> _FRAGMENTO DEL DOCUMENTO_
Resulta escalofriante que una lección sobre los malos derroteros a los que puede llevar una explotación del nacionalismo como es la novela Patria, de Fernando Aramburu, récord de ventas en las librerías españolas, tenga como respuesta la refriega de banderas actual: por tanto, todo lo contrario de la incitación pedagógica que pretende el escritor a través de su trama en un pueblo en el País Vasco en los años de la ETA más seductora. La mancha de aceite de un título con intenciones tan profilácticas provoca, de entrada, que el ruido higiénico que se masca en él constituya una vacuna contra los superhombres, los superpatrias, los superlocalistas, los superdialectales o los superaldeanos. Aspirantes, no a que llegue el cirujano de hierro único del prefascista Joaquín Costa, sino a que los pueblos, los bares, las barras, las comunidades de vecinos, los colegios, todas las instituciones civiles que se quiera, tengan un cirujano de hierro que vele por las esencias patrias. La liquidez de este libro tan difusivo, decía, podría -pero no- dar a entender cuán enorme es la responsabilidad de los que adoctrinaron al joven Joxe Mari hasta convertirlo en un escorbuto de ETA y matar al Txato, pequeño empresario, amigo de la familia y casi un padre para él.

Ya, esgrimirán que es una manipulación burda trasladar el campanazo de la sangre a la Diagonal, porque allí no hay pistoleros, y esperemos que siga así. Pero vale este momento crucial del relato para reflejar la consecuencias de la porquería nacionalista, tanto la que nace del pueblo supuestamente subyugado como la que surge como reacción frente a los que enarbolan una unidad enfermiza, incendiaria, ensordecedora y llena de despertares tóxicos.

> _MATERIAL PROPORCIONADO_

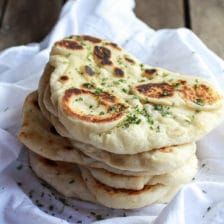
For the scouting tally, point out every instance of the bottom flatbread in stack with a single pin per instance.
(67, 179)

> _TAREAS_
1. Según el fragmento sobre Patria, ¿dónde y en qué época transcurre la trama de la novela?
2. Resume en dos oraciones el fragmento sobre Patria.
3. Sigue escribiendo el fragmento sobre Patria a partir de su última oración.
Las líneas no hacen falta para resolver nada.

> _RESPUESTAS DEL EJERCICIO_
1. En un pueblo del País Vasco, en los años de la ETA más seductora.

2. La novela Patria, de Fernando Aramburu, récord de ventas en España, quiere ser una lección sobre los males de la explotación del nacionalismo, pero tiene como respuesta la actual refriega de banderas, justo lo contrario de su propósito pedagógico. El momento crucial del relato sirve para mostrar las consecuencias del nacionalismo, tanto del que nace del pueblo supuestamente subyugado como del que surge como reacción frente a quienes enarbolan una unidad enfermiza.

3.
Bien, ¿pero qué decir de la fractura social, familiar, personal y emotiva que se produce tras el atentado que cumplimenta el ideario de los encapuchados? La novela se extiende en el colapso vital que conlleva para los protagonistas, sobre todo para Miren (la madre del terrorista) y Bittori (la viuda de la víctima), el estado de guerra que se vive en el pueblo, el exilio de los triturados por la maquinaria batasuna, las empresas que se van por no abonar el impuesto revolucionario, la depresión de los que se resisten a un entorno hostil... Toda una efervescencia que se masca brutalmente cuando ETA deja las armas, y comienzan a palparse los reencuentros entre los que se fueron con un cadáver a cuestas y los que se quedaron. Nadie sabe qué va a ocurrir: es la hora de las confesiones, de los arrepentimientos, y Aramburu deja entrever que queda espacio aún para la reconciliación. Encontrar el perdón se eleva por encima de lo demás.

Parece que nos hemos olvidado velozmente de que ETA en su etapa más sanguinaria no fue otra cosa que un horrible lanzallamas de un nacionalismo que también aspiró a un estado independiente. Y que las víctimas son cientos y cientos, y todo por la fuerza ciega de los que se levantan para guiar a los pueblos y se calzan unos zancos para sentirse unos iluminados. La experiencia, al parecer, no ha sido suficiente ni letal para acabar con otros ensayos. Tampoco la lectura masiva, casi de manual para sobrevivir, de la novela Patria. No tengo ni la menor idea sobre la respuesta ante la desmesura de la desmemoria. Ni idea.